**PROBLEM TO SOLVE**
This exercise calls for the line with "# response lists one point per instance, each like pixel 726", the line with "# response lists one point per instance, each like pixel 102", and all lines between them in the material below, output exactly and with no other lines.

**EXERCISE INPUT**
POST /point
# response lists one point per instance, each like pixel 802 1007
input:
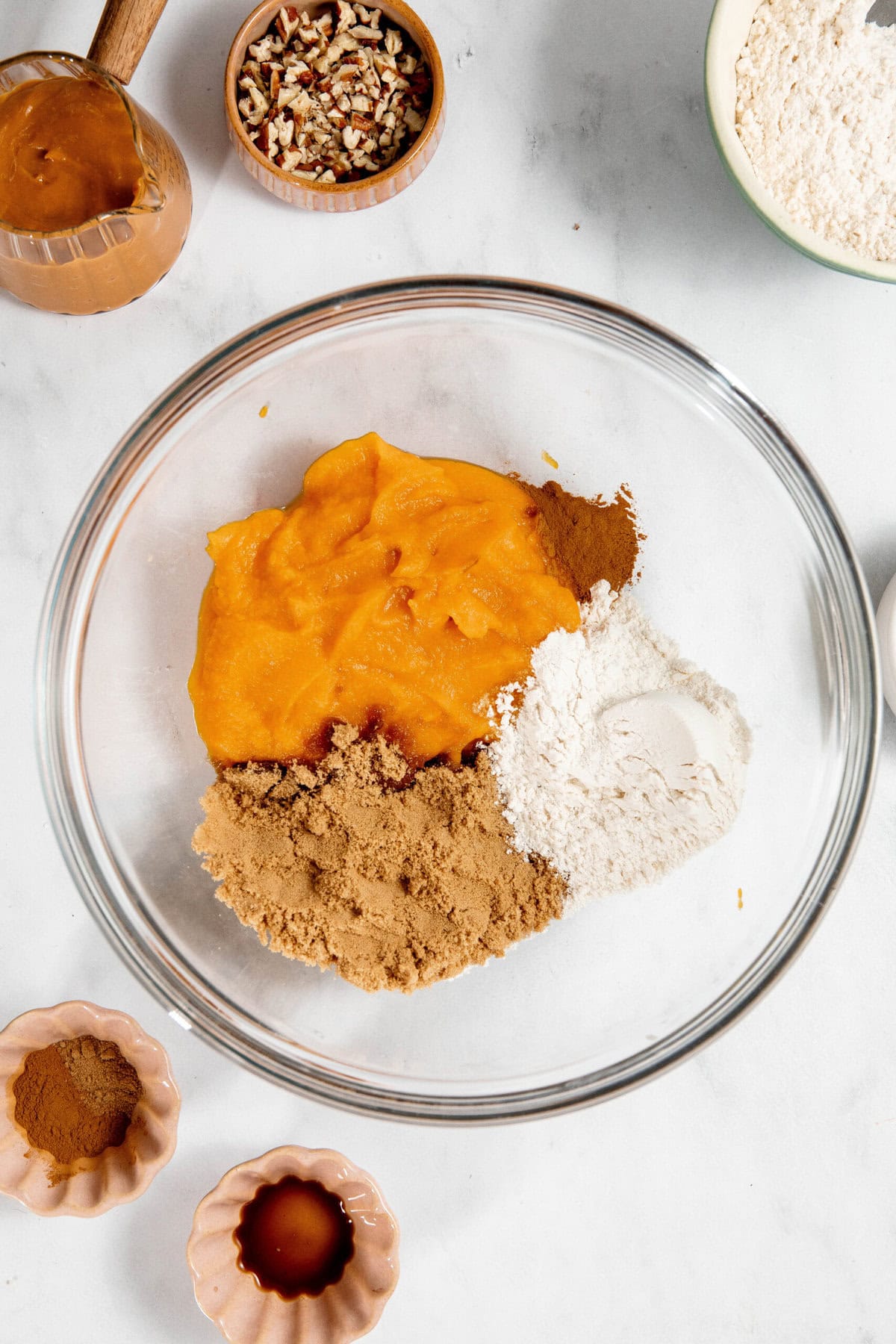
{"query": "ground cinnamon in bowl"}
pixel 74 1100
pixel 588 539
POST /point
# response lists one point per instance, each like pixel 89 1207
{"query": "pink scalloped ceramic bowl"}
pixel 246 1313
pixel 117 1175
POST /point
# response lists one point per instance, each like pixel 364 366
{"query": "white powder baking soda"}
pixel 815 112
pixel 617 759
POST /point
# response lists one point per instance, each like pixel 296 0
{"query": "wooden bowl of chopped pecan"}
pixel 335 107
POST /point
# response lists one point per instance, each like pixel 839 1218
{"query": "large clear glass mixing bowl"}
pixel 746 564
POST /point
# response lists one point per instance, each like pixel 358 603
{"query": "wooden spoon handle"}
pixel 122 34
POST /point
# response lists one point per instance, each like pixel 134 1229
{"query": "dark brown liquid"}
pixel 294 1236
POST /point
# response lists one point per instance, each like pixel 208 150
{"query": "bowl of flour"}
pixel 801 99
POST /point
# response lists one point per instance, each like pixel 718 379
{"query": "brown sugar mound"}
pixel 588 541
pixel 394 885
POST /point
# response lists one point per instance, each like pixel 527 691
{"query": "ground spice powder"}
pixel 393 886
pixel 75 1098
pixel 588 541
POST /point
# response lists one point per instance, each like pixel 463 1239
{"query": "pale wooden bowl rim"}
pixel 413 25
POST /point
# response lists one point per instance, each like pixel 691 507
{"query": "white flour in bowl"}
pixel 815 112
pixel 620 759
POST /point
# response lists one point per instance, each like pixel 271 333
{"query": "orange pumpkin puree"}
pixel 66 154
pixel 395 593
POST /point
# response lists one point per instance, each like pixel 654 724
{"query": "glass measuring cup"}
pixel 117 255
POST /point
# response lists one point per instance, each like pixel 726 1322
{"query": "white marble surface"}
pixel 751 1194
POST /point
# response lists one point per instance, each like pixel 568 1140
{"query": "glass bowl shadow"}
pixel 744 564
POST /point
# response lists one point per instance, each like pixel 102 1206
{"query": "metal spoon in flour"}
pixel 883 13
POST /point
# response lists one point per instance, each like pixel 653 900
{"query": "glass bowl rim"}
pixel 66 616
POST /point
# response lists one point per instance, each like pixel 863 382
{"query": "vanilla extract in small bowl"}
pixel 294 1236
pixel 297 1245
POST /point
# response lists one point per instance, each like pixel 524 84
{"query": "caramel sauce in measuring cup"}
pixel 94 195
pixel 120 252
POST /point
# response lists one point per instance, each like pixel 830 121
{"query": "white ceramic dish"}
pixel 729 30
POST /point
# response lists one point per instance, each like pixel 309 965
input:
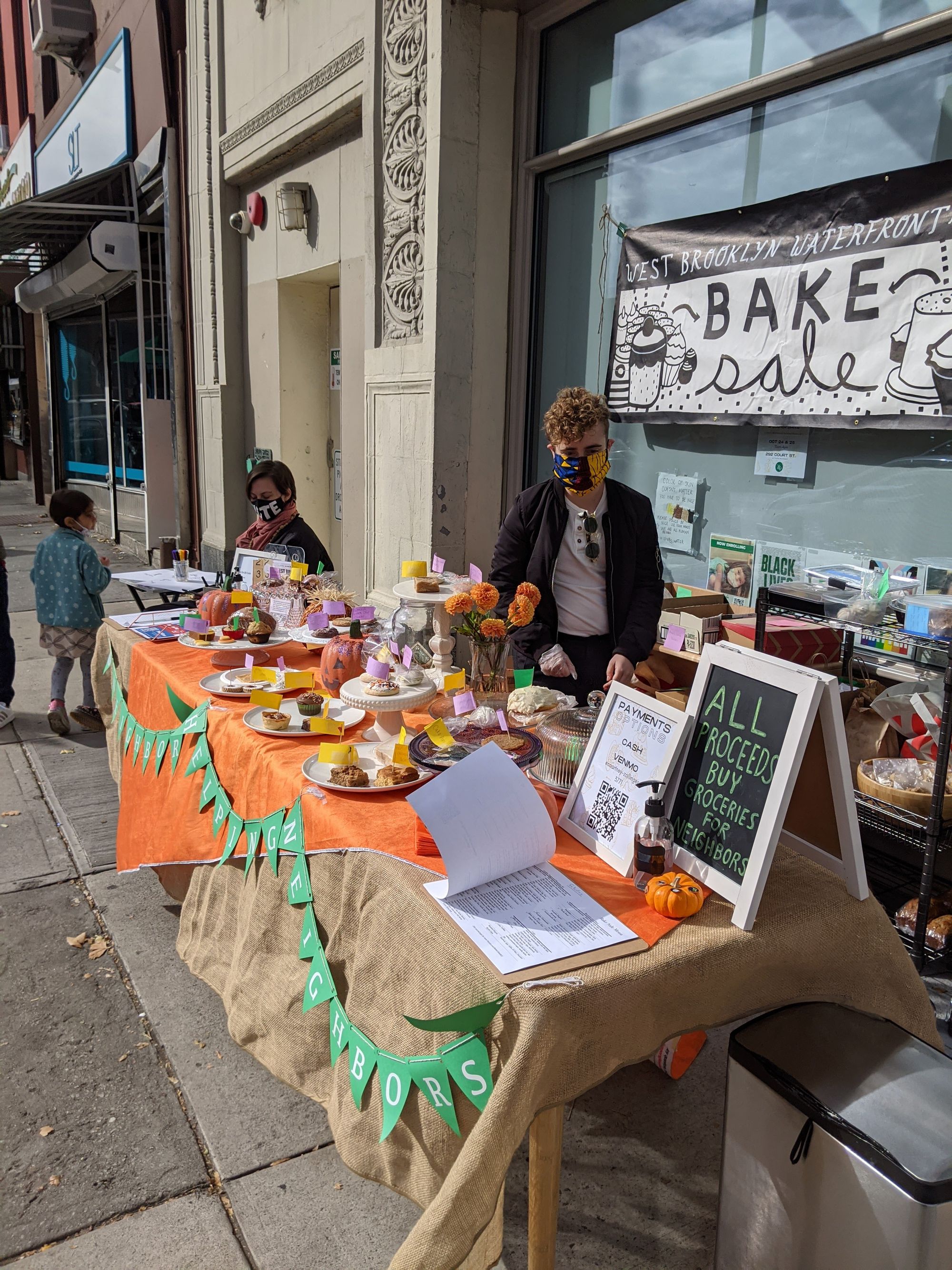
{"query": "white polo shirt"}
pixel 579 583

**TASK SOLUTION**
# response lists one point per instance, each like pixel 726 1322
{"query": "white marble surface"}
pixel 751 1194
POST /point
# response lists one point per instance, each like pixel 568 1140
{"query": "glass bowl shadow"}
pixel 744 564
POST /point
# response lists one point per instance, each like pixel 102 1206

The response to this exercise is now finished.